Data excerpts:

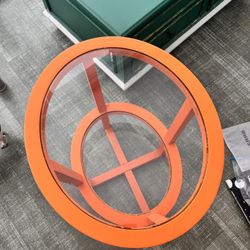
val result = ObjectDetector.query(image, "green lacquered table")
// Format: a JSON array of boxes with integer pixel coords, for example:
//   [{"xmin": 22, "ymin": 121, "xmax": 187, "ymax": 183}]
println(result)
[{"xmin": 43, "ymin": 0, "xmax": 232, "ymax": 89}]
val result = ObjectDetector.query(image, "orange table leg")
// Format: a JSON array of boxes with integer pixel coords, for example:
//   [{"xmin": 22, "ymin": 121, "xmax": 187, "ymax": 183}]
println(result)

--

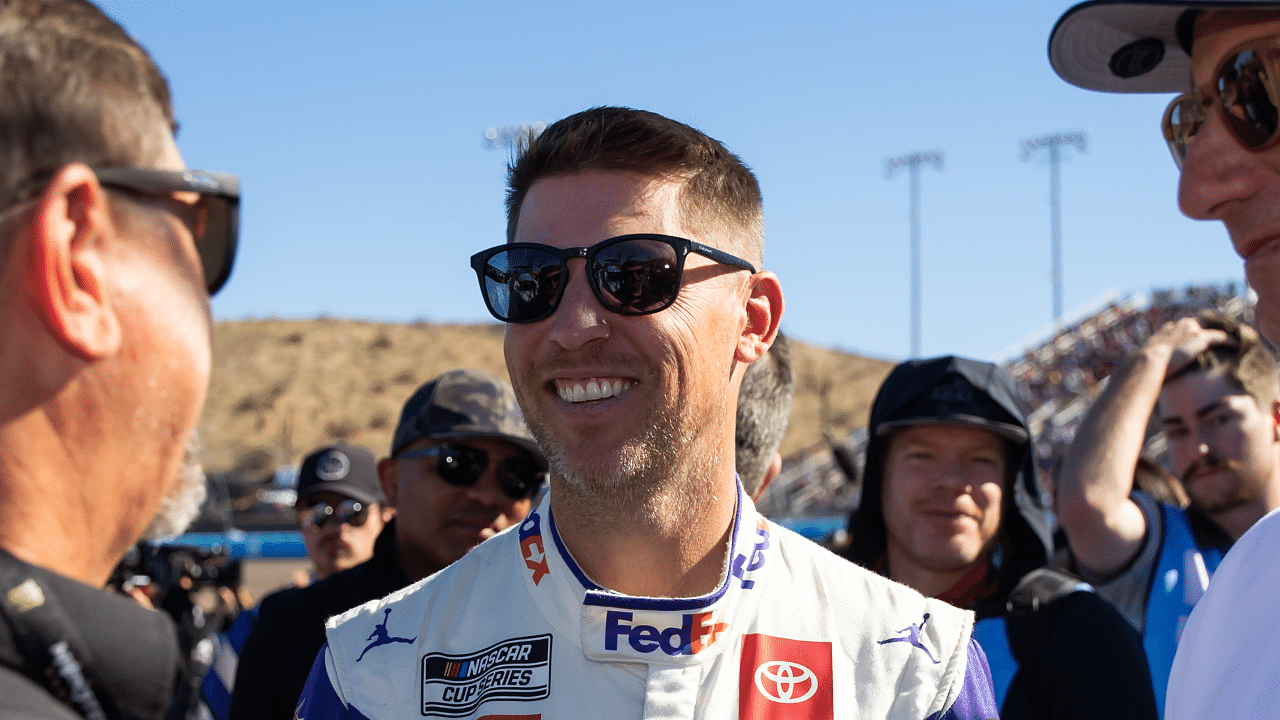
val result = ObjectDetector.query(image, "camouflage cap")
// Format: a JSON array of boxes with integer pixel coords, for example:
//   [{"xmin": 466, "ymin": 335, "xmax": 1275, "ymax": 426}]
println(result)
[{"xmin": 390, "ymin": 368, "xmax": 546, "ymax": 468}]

---

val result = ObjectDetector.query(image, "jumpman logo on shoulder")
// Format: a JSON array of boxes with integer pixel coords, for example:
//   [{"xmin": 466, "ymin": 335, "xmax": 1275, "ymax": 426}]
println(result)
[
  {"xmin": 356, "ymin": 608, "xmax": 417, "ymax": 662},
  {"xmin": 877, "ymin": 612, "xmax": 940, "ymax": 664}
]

TASK DIRECTIONS: All lines in the records above that contain "ObjectDetector" are to be reported.

FINISHED TASK:
val result = ObjectDetector.query(image, "green lacquered table")
val result = ObjectDetector.query(image, "orange table leg")
val result = ObjectDetector.query(image, "camouflage cap")
val result = ObjectDetector.query(image, "jumpman logo on shoulder")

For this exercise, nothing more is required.